Start of Input data
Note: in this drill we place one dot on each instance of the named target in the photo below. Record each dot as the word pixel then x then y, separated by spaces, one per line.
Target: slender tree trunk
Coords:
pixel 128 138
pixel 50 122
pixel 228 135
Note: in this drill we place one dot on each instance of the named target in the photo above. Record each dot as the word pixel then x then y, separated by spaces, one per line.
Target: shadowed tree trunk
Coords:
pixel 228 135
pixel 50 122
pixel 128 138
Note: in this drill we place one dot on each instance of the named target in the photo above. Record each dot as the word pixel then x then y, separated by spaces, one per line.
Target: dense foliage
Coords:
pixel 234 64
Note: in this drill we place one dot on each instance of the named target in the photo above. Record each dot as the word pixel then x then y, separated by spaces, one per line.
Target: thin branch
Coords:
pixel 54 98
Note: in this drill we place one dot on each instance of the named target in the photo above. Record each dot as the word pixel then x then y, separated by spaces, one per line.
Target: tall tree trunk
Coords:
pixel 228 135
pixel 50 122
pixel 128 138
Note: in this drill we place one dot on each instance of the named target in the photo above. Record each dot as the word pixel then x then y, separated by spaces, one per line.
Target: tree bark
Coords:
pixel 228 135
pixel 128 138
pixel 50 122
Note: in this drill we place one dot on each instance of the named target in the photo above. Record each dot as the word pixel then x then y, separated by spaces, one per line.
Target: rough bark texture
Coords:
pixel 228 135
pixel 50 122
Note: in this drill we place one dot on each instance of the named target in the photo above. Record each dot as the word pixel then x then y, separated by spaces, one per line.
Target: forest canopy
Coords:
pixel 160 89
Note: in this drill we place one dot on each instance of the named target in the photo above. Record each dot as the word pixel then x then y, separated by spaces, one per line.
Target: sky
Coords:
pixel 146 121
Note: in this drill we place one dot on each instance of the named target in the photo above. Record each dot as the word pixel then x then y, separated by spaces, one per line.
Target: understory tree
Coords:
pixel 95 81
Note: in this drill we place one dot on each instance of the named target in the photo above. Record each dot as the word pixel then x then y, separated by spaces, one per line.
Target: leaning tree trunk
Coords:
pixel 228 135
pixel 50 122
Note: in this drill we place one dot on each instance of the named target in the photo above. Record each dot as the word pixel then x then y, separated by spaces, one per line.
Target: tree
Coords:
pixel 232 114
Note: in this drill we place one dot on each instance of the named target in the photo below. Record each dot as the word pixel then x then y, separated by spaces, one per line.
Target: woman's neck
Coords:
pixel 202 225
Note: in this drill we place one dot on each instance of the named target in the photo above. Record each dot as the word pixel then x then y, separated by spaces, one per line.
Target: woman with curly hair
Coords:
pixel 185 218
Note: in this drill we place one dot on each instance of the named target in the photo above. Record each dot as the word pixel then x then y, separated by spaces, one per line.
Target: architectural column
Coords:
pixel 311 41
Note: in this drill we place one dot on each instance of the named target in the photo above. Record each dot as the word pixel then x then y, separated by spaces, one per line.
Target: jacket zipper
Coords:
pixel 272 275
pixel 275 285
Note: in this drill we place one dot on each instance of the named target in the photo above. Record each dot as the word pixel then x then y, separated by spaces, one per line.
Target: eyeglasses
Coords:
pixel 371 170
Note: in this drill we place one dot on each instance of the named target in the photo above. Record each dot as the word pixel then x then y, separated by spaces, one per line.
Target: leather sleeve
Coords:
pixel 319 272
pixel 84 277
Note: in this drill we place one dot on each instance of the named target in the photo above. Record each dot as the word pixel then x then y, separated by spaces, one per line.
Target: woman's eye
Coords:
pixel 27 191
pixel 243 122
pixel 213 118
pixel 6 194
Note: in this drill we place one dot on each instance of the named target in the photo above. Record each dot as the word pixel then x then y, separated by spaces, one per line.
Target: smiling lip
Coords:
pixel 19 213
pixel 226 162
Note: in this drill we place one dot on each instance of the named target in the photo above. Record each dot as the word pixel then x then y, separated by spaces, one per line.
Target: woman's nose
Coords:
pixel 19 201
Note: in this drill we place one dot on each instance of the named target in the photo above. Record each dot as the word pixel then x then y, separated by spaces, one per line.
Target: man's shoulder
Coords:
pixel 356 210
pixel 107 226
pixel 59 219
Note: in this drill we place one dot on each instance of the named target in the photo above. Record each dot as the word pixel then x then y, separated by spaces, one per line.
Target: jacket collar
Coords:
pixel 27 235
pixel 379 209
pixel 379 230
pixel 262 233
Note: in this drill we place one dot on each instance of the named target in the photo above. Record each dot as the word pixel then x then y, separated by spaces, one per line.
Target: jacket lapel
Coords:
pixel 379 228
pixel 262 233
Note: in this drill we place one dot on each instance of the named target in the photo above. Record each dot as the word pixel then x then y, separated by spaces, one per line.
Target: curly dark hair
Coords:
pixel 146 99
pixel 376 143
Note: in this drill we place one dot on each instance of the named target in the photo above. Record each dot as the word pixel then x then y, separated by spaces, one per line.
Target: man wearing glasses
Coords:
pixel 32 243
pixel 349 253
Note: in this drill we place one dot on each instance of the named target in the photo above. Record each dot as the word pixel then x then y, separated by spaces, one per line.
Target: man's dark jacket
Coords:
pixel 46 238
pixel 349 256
End of Input data
Scan the listing above, and wherever a line holds the string "dark", copy that line.

Exercise result =>
Target: curly dark hair
Target: man's dark jacket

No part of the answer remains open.